:: Written instruction ::
Revise the lines below so that every "Pinpoint" becomes "Locate", with nothing else changed. Leave the pictures out of your answer.

Excerpts of labeled region data
* * *

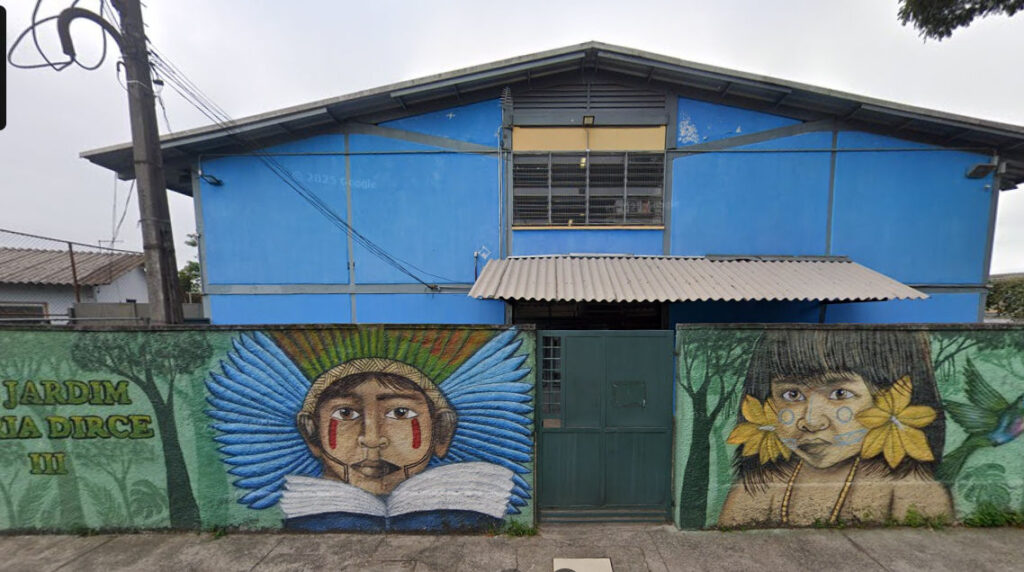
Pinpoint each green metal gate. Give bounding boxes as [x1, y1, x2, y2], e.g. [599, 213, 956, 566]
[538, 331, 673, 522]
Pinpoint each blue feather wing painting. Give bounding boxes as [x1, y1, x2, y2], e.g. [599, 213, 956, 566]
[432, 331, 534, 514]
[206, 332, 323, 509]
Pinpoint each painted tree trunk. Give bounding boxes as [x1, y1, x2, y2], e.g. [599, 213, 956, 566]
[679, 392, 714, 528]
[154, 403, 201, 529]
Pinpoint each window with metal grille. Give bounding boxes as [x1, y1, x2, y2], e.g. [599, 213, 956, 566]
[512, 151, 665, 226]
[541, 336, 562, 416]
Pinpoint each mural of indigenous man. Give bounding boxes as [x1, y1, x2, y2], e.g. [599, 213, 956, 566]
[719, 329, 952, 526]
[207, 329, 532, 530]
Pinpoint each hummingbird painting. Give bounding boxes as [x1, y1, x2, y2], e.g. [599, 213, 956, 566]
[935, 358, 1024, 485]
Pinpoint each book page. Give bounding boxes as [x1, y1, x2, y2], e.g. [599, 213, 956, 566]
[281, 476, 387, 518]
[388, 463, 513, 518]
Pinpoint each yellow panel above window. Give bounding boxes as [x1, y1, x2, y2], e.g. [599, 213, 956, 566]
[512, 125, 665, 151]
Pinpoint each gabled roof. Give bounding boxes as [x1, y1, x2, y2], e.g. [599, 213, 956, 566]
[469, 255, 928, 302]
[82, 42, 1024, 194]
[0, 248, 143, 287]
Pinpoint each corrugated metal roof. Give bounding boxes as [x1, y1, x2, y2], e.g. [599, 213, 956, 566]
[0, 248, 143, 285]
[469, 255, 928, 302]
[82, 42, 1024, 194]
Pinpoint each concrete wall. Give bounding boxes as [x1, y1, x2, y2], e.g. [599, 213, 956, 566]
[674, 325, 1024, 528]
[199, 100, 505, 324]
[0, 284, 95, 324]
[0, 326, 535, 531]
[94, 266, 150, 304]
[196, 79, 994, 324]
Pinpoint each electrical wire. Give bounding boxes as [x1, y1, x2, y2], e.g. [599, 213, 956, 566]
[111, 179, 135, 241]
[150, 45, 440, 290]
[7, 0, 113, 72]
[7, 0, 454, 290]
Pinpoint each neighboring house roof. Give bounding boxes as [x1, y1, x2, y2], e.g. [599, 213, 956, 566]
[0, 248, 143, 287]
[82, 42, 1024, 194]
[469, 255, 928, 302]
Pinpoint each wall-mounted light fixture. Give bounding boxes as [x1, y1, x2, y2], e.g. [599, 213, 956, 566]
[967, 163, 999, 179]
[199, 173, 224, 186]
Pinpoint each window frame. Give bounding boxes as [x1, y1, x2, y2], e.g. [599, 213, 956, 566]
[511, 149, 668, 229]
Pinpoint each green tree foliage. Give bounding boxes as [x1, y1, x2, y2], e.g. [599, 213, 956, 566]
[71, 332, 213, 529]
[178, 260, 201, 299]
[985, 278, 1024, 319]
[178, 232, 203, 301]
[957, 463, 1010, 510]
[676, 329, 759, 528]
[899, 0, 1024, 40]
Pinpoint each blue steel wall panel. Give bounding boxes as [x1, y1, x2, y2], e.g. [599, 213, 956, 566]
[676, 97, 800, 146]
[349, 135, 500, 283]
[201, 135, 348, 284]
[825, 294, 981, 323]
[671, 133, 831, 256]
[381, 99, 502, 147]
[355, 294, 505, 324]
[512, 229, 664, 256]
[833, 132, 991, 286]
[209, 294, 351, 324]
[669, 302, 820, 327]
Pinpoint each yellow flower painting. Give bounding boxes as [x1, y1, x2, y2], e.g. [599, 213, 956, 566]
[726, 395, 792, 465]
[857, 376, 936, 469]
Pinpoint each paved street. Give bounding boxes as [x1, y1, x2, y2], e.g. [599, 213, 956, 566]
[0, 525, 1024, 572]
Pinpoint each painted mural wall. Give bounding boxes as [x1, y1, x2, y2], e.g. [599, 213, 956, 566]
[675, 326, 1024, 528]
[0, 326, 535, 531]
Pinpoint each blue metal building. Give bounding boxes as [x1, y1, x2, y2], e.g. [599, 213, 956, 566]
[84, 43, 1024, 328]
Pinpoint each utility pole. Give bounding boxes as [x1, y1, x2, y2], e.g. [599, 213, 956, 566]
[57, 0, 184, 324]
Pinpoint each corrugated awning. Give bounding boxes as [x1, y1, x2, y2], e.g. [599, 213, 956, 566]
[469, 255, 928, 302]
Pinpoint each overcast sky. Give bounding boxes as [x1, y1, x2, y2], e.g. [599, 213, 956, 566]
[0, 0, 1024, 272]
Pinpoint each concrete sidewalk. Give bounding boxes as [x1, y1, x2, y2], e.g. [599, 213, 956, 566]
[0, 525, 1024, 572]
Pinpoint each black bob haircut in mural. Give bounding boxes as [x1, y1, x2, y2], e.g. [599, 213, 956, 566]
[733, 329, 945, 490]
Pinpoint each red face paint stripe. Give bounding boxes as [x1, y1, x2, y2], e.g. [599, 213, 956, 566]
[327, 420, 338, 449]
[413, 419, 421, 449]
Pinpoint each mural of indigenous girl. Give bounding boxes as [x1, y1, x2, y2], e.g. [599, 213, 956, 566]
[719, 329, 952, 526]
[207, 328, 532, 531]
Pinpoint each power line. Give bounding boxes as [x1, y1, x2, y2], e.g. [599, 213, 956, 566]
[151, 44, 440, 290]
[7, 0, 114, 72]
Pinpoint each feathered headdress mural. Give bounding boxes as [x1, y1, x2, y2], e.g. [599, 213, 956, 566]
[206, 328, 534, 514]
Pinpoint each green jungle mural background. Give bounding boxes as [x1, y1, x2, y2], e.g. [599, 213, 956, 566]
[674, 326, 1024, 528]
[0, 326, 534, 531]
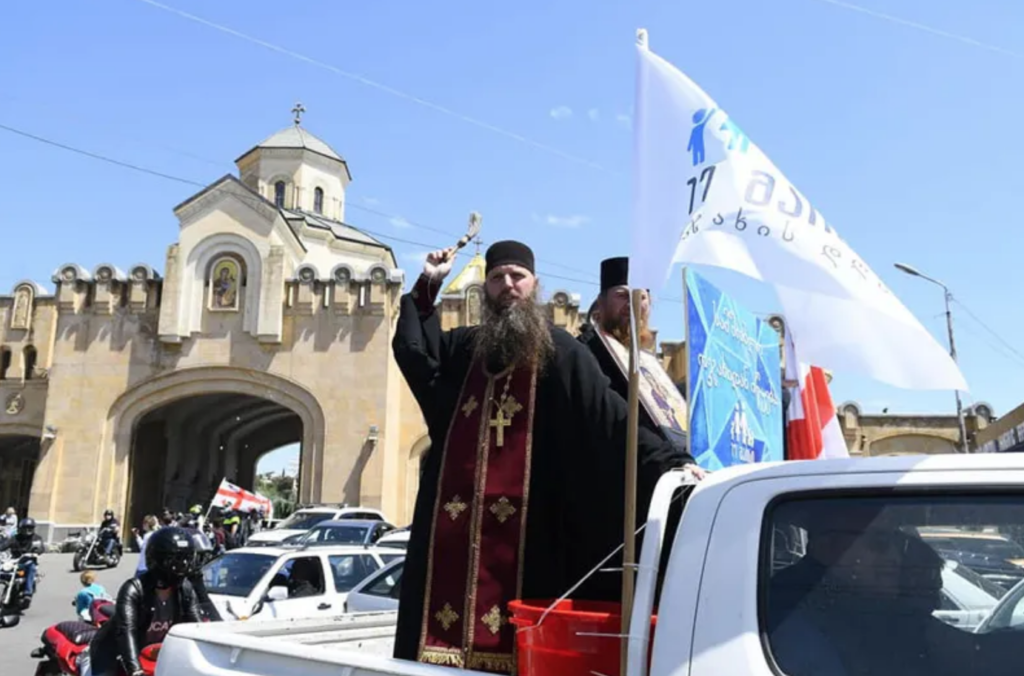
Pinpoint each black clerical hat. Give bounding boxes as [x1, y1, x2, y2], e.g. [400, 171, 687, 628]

* * *

:: Final result ::
Locate each green metal gate. Give bounding boxes as [x1, y1, x2, y2], e.g. [599, 213, 956, 566]
[538, 331, 673, 522]
Locate each blue feather wing painting. Give bounding boxes as [x1, y1, x2, y2], e.g. [599, 213, 956, 566]
[432, 331, 534, 514]
[206, 332, 323, 509]
Locate each painted tree trunk. Give bounding boxes as [x1, y1, x2, y2], e.g. [599, 213, 956, 566]
[679, 392, 714, 528]
[154, 403, 201, 529]
Locate each window with metal grille. Give bounding boxes as [x1, y1, x2, y2], e.g. [599, 213, 956, 566]
[512, 151, 665, 226]
[541, 336, 562, 416]
Locate each mural of indigenous man. Give bounding boxes as [x1, y1, x2, y2], e.g. [599, 213, 956, 566]
[719, 329, 952, 526]
[207, 329, 532, 530]
Locate each hummingbird painting. Give bounding boxes as [x1, y1, x2, y2], e.g. [599, 213, 956, 566]
[935, 358, 1024, 485]
Locate each book page. Give bounding boxes as [x1, y1, x2, y2], e.g. [599, 213, 956, 566]
[281, 476, 387, 518]
[388, 463, 513, 518]
Locate each yellow panel above window. Give bounding boxes as [x1, y1, x2, y2], e.g. [599, 213, 956, 566]
[512, 125, 665, 151]
Locate each gabled roof. Give bounding boxes as [x1, y1, x2, y2], e.g. [599, 213, 956, 566]
[469, 255, 928, 302]
[82, 42, 1024, 194]
[0, 248, 143, 287]
Locate each corrugated metal roof. Give bounding boxes as [x1, y1, x2, y2], e.g. [599, 213, 956, 566]
[0, 248, 143, 285]
[469, 255, 928, 302]
[82, 42, 1024, 194]
Locate each concrete wall. Give bounding boxes as [x1, y1, x2, y2], e.g. [599, 213, 956, 566]
[674, 325, 1024, 528]
[199, 100, 505, 324]
[0, 284, 95, 324]
[0, 326, 535, 531]
[94, 266, 150, 304]
[196, 79, 994, 324]
Locate each electrical wire. Give bounding boxes as [x1, y1, x2, y2], e.g. [599, 213, 956, 566]
[111, 179, 135, 241]
[150, 45, 440, 290]
[7, 0, 113, 72]
[7, 0, 454, 290]
Locate each neighboring house roof. Give bounding boxes as [x1, y1, x2, y2], e.g. [599, 213, 956, 566]
[0, 248, 143, 287]
[82, 42, 1024, 194]
[469, 255, 928, 302]
Locate each wall-mounted light fixture. Give bounding boxes as [x1, y1, x2, y2], e.g. [599, 213, 956, 566]
[967, 163, 999, 179]
[199, 173, 224, 186]
Locate each window frame. Give bounding boxes as [x1, y1, x2, y2], e.g. [599, 213, 956, 566]
[511, 149, 668, 229]
Locate each green tree foliage. Give bounding boxes as [x1, y1, x2, y2], e.g. [599, 213, 956, 566]
[71, 332, 213, 529]
[178, 260, 201, 299]
[985, 278, 1024, 319]
[178, 232, 203, 301]
[957, 463, 1010, 510]
[676, 329, 759, 528]
[899, 0, 1024, 40]
Locate each blue steel wall panel. Give bounding boxes as [x1, y1, x2, y2], e.g. [599, 213, 956, 566]
[676, 97, 800, 146]
[349, 135, 500, 283]
[201, 135, 348, 284]
[825, 294, 981, 323]
[671, 133, 831, 256]
[381, 99, 502, 147]
[355, 294, 505, 324]
[512, 229, 664, 256]
[833, 132, 991, 286]
[209, 294, 351, 324]
[669, 302, 820, 327]
Locate each yellow flower painting. Give bounding boxes as [x1, y1, x2, y2], e.g. [599, 213, 956, 566]
[726, 395, 792, 465]
[857, 376, 936, 469]
Locate each paved street. Give bounding boxes as [x1, y1, x2, y2], e.g. [599, 213, 956, 566]
[0, 525, 1024, 572]
Locate each painted mural wall. Give bounding boxes as [x1, y1, x2, y2], e.g. [599, 213, 956, 566]
[675, 326, 1024, 528]
[0, 326, 535, 531]
Locate each blue metal building. Give bounding boxes as [x1, y1, x2, y2], e.g. [599, 213, 956, 566]
[84, 43, 1024, 328]
Locate each utility pole. Give bounding boxes as [x1, y1, x2, y2], e.g. [599, 213, 956, 566]
[57, 0, 184, 324]
Locate each corrugated awning. Give bounding boxes as [x1, y1, x2, y2], e.g. [599, 213, 956, 566]
[469, 255, 928, 302]
Locate each overcast sky. Give bounding boxes as [x1, y1, x2, y2], e.g. [599, 213, 956, 566]
[0, 0, 1024, 272]
Locate each concrete sidewalk. Give bounding boxes as [x1, y1, x2, y2], e.g. [599, 213, 956, 566]
[0, 525, 1024, 572]
Locate each black bob haircut in mural. Give bounding boxes as [x1, y1, x2, y2], e.g. [599, 213, 956, 566]
[733, 329, 945, 490]
Locate each red face paint stripe. Give bounding boxes as [x1, y1, x2, y2], e.g. [599, 213, 956, 566]
[327, 420, 338, 449]
[413, 419, 421, 449]
Locate each mural of indigenous girl. Give bounding boxes as [x1, y1, x2, y2], e.g. [599, 213, 956, 566]
[719, 329, 952, 526]
[207, 328, 532, 531]
Locate each power line. Give bounding boxes as [x1, y1, x2, y2], e.g. [599, 213, 956, 566]
[151, 44, 440, 290]
[7, 0, 114, 72]
Locate each feathered headdress mural. Give bounding boxes as [x1, y1, x2, y2], e.g. [599, 213, 956, 566]
[206, 328, 534, 514]
Locate each green jungle mural background. Give bounding boxes as [x1, y1, x2, y2], e.g. [599, 213, 956, 566]
[674, 326, 1024, 528]
[0, 326, 534, 531]
Locate each black clerical hat. Give bounding boxes as [x1, y1, x2, y2], e.g. [400, 171, 687, 628]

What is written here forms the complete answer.